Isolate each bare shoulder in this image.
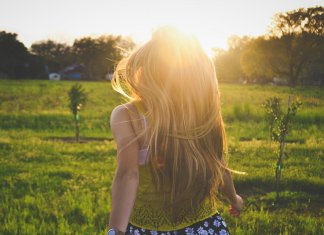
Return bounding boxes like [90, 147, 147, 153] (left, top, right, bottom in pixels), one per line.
[110, 103, 134, 125]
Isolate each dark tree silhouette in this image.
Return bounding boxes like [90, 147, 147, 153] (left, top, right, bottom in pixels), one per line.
[270, 6, 324, 86]
[0, 31, 29, 78]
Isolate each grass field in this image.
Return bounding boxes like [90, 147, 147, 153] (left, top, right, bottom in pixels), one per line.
[0, 80, 324, 235]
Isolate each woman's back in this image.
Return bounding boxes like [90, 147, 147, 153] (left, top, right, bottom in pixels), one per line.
[107, 28, 243, 234]
[125, 103, 217, 231]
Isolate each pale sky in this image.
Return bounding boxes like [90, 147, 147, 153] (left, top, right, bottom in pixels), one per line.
[0, 0, 324, 50]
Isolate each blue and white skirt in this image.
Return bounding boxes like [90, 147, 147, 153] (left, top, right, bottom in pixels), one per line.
[126, 213, 230, 235]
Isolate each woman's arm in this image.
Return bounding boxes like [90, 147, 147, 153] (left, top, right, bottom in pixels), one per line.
[109, 105, 139, 232]
[220, 170, 243, 216]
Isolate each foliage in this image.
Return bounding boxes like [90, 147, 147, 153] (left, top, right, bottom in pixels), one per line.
[270, 6, 324, 86]
[72, 35, 134, 80]
[263, 97, 302, 201]
[214, 36, 251, 82]
[30, 40, 74, 73]
[0, 31, 28, 78]
[69, 84, 87, 142]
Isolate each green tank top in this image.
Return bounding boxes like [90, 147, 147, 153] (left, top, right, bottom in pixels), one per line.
[129, 104, 217, 231]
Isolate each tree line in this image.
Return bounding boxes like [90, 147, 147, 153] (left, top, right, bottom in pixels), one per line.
[214, 6, 324, 86]
[0, 6, 324, 86]
[0, 31, 135, 80]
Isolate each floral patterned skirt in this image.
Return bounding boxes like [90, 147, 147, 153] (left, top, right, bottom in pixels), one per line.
[126, 213, 229, 235]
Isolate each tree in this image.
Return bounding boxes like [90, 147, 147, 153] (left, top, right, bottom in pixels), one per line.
[72, 35, 134, 80]
[263, 97, 302, 202]
[214, 35, 250, 82]
[69, 84, 87, 142]
[240, 36, 285, 82]
[0, 31, 29, 78]
[269, 6, 324, 86]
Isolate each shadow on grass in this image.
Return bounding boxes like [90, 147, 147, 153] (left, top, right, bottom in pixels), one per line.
[235, 178, 324, 196]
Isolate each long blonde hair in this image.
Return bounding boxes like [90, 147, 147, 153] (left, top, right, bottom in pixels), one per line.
[112, 27, 227, 221]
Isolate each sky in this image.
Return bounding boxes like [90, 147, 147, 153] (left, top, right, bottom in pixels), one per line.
[0, 0, 324, 50]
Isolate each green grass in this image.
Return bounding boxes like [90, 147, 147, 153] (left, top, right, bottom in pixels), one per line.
[0, 80, 324, 235]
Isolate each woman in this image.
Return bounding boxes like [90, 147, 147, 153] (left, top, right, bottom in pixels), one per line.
[108, 27, 243, 234]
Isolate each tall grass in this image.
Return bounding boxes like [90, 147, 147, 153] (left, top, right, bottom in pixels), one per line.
[0, 80, 324, 235]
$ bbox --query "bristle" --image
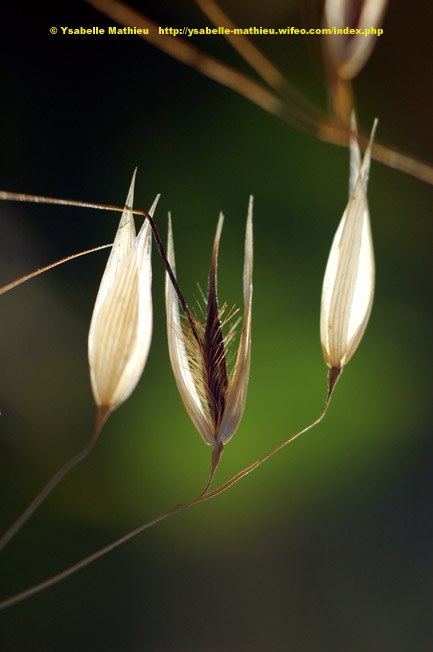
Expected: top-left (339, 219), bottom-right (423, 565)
top-left (202, 215), bottom-right (228, 432)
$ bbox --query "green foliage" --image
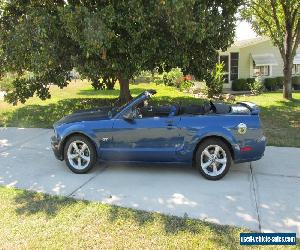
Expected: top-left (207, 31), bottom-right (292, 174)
top-left (163, 68), bottom-right (184, 88)
top-left (249, 81), bottom-right (264, 95)
top-left (264, 77), bottom-right (283, 91)
top-left (0, 73), bottom-right (16, 92)
top-left (232, 78), bottom-right (253, 91)
top-left (179, 80), bottom-right (194, 91)
top-left (292, 76), bottom-right (300, 85)
top-left (292, 76), bottom-right (300, 90)
top-left (205, 62), bottom-right (224, 98)
top-left (154, 68), bottom-right (194, 91)
top-left (0, 0), bottom-right (241, 103)
top-left (241, 0), bottom-right (300, 99)
top-left (246, 78), bottom-right (256, 84)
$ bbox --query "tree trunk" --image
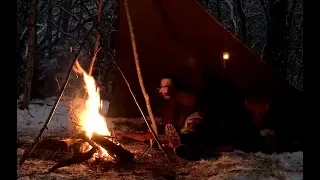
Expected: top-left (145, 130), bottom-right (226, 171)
top-left (23, 0), bottom-right (37, 109)
top-left (235, 0), bottom-right (247, 44)
top-left (60, 0), bottom-right (73, 39)
top-left (216, 0), bottom-right (222, 20)
top-left (46, 0), bottom-right (52, 61)
top-left (264, 0), bottom-right (288, 77)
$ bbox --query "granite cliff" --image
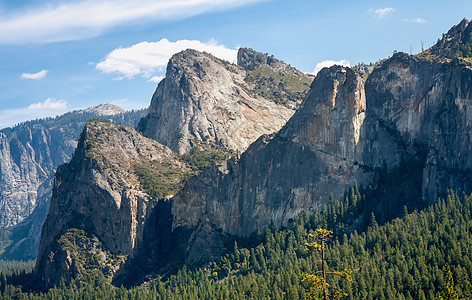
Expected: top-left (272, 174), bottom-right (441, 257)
top-left (37, 20), bottom-right (472, 286)
top-left (138, 49), bottom-right (311, 154)
top-left (36, 120), bottom-right (190, 286)
top-left (168, 21), bottom-right (472, 264)
top-left (0, 104), bottom-right (145, 259)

┄┄┄┄┄┄

Set problem: Copy out every line above that contains the string "bbox", counting only matches with the same uppercase and lowercase letters.

Solution below:
$ bbox --query "bristle" --image
$ bbox --query "green foliage" --image
$ bbox --query "tree trunk" --image
$ bbox --query "granite cliff" --image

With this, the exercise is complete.